→ Short exercise A
In the passage on Trump and corporate power, which news outlet is named in particular as part of the media allied with Trump?

-- START Given passage --

The way business influenced politicians in the past was straightforward. Campaigns cost a lot of money (unlike the UK there are no tight limits on how much can be spent), and business can provide that money, but of course corporate political donations are not pure altruism. The strings attached helped influence both Republican and Democratic politicians. It was influence that followed the money, and that meant to an extent it was representative of the corporate sector as a whole. The same point can be made about political lobbying. 

The government of Donald Trump is different. It is a selective plutocracy, and with one important exception that plutocracy is selected by Trump. In that way it can also be seen as a democratic dictatorship, where the complexity of government requires some delegation of power to other individuals. Like many dictatorships, some of those individuals are the dictator’s family members.

A dictatorship of this form would not be possible if Congress had strongly opposed it. That it has not is partly because the Republican party chooses not to oppose, but also because Trump wields a power over Congress that can override the influence of corporate money. That power comes from an alliance between Trump and the media that has a big influence on how Republican voters view the world: Fox News in particular but others as well. The irony is that under these conditions democracy in the form of primaries gives Trump and the media considerable power over Congress.

The distinction between traditional corporate power ‘from below’ and the current Trumpian plutocracy can be seen most clearly in Trump’s trade policy. It would be a mistake to see past US trade policy as an uninterrupted promotion of liberalisation, but I think it is fair to say that trade restrictions have never been imposed in such a haphazard way, based on such an obviously false pretext (US surpluses good, deficits bad). Trump’s policy is a threat to the international trading system that has in the past been lead by the US, and therefore it is a threat to most of corporate USA. Yet up till now Congress has done very little to stop Trump’s ruinous policy.

-- END Given passage --

→ Short exercise B
Copy every one of the dataset rows below word for word, leaving out the pictures.

-- START Exercise inputs --

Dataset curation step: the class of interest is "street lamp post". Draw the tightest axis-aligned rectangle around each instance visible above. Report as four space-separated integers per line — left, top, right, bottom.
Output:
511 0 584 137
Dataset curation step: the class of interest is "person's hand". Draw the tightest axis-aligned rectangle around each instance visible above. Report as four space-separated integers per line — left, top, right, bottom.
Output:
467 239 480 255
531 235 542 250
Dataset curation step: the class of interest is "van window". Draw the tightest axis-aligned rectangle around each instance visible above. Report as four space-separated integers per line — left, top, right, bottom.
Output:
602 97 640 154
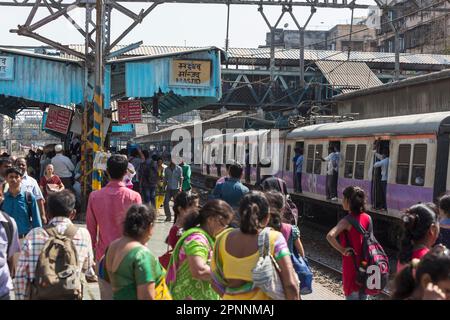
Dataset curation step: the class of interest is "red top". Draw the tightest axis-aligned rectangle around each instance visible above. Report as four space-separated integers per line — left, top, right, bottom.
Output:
339 212 370 296
167 224 181 249
39 174 63 198
397 247 430 273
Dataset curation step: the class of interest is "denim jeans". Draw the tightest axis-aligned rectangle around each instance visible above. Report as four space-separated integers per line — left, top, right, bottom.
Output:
141 186 156 207
345 291 369 300
164 189 180 219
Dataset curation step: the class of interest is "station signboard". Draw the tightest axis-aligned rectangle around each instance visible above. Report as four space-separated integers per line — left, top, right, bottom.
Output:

-- END Exercise inputs --

→ Full response A
Fox News.

→ Full response B
Dataset curation step: the class of interest is "street lamp post". Draw the tightest axis-aligned rectangle around each instance visible above. Report as four space-separated integers per line — left, top, right, bottom.
Output:
511 0 584 137
Dataset curation step: the class of interest is "person's hand". Draw the tightest axis-aligned rectangle around each instance visible above. Report as four space-separated integers per line — left, top, right, bottom.
Output:
467 239 480 255
531 235 542 250
Dataset curation step: the class of interest is "van window". Draw the tightest axis-aligned rectangle around each instance visible above. Report as four space-separated integers per line — left, top, right, bottom.
Output:
602 97 640 154
Dataset curation step: the class of interest is "red top". Draw the tightest axis-aligned rectangle around each instance visible above. Report as four space-separated integers per line — left, top, right, bottom.
Output:
339 212 370 296
167 224 181 249
39 174 63 198
397 247 430 273
Dataset curation step: the class of interest is "denim jeans". Draw the tightest axis-aligned rectangle around each instance visible above. Report as four space-separated integers per line — left, top, right, bottom.
Output:
141 186 156 207
345 291 369 300
164 189 180 219
Dataset curation step: the class of interest is "station signboard". Draw the tightest axis-aligned rectangle around each instance visible above. Report as four space-separated integers per line — left, top, right, bottom.
Output:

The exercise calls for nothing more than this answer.